> _Given instruction_: Extract the lines of every row below and copy them without any changes, omitting the pictures from your answer.

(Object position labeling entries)
>>>
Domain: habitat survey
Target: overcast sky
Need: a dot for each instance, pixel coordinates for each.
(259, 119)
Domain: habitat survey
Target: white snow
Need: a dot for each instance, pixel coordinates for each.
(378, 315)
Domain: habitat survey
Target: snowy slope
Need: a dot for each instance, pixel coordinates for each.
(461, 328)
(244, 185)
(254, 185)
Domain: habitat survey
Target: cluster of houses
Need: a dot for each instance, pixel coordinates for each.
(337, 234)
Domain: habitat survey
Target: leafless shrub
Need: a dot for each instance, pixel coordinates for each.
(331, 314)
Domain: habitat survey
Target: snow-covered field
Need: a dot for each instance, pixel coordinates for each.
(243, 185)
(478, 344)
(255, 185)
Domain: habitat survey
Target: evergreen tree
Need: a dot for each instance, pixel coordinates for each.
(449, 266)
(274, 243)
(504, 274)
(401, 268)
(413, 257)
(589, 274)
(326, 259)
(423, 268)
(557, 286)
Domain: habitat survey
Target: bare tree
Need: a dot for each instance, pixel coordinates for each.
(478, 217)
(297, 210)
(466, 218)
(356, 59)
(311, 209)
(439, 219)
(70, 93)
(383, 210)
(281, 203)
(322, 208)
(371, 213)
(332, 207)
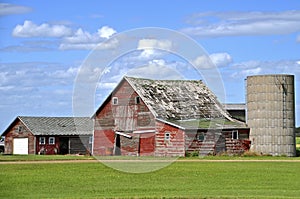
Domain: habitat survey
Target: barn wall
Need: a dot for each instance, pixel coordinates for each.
(127, 115)
(173, 147)
(15, 133)
(215, 142)
(47, 149)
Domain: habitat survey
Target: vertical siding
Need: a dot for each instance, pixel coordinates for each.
(126, 116)
(173, 147)
(14, 133)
<<<
> _Full output_:
Domain: habitat survey
Target: overcast sky
Need: a dot for each instance, pixel coordinates for each.
(259, 119)
Domain: habitat survey
Target: white snow
Need: a dot for each instance, pixel coordinates for each.
(378, 315)
Domain: habitat survey
Target: snowy slope
Need: a dot for each instance, pixel coordinates for each.
(461, 328)
(244, 185)
(254, 185)
Domain: habitat survey
Target: cluster of houses
Need: a dot for each instance, pixel coordinates for each.
(337, 234)
Domain: habitat survey
Target: leafless shrub
Need: a dot for each instance, pixel coordinates for each.
(331, 314)
Domain: habitat survey
Target: snow-covered field
Need: a dot for each instance, pixel coordinates for each.
(243, 185)
(478, 344)
(255, 185)
Domain: habitat survey
Target: evergreen tree
Need: a dot for each instance, pixel coordinates for each.
(449, 266)
(274, 243)
(504, 274)
(401, 268)
(413, 257)
(589, 274)
(326, 259)
(423, 268)
(557, 286)
Domain: habitat survey
Target: bare tree
Need: a dot for each instance, pixel coordinates for each.
(478, 217)
(297, 210)
(466, 218)
(356, 59)
(311, 209)
(439, 219)
(70, 93)
(383, 210)
(281, 203)
(322, 208)
(371, 213)
(332, 207)
Domain: habitat survey
Target: barn wall
Need: a dot for each instance, pixel coordinates for each.
(127, 115)
(173, 147)
(15, 133)
(215, 142)
(47, 149)
Domain: habitat survey
Target: vertical siding
Need: a dot for each instance, pixel coordinates for each.
(126, 116)
(173, 147)
(14, 133)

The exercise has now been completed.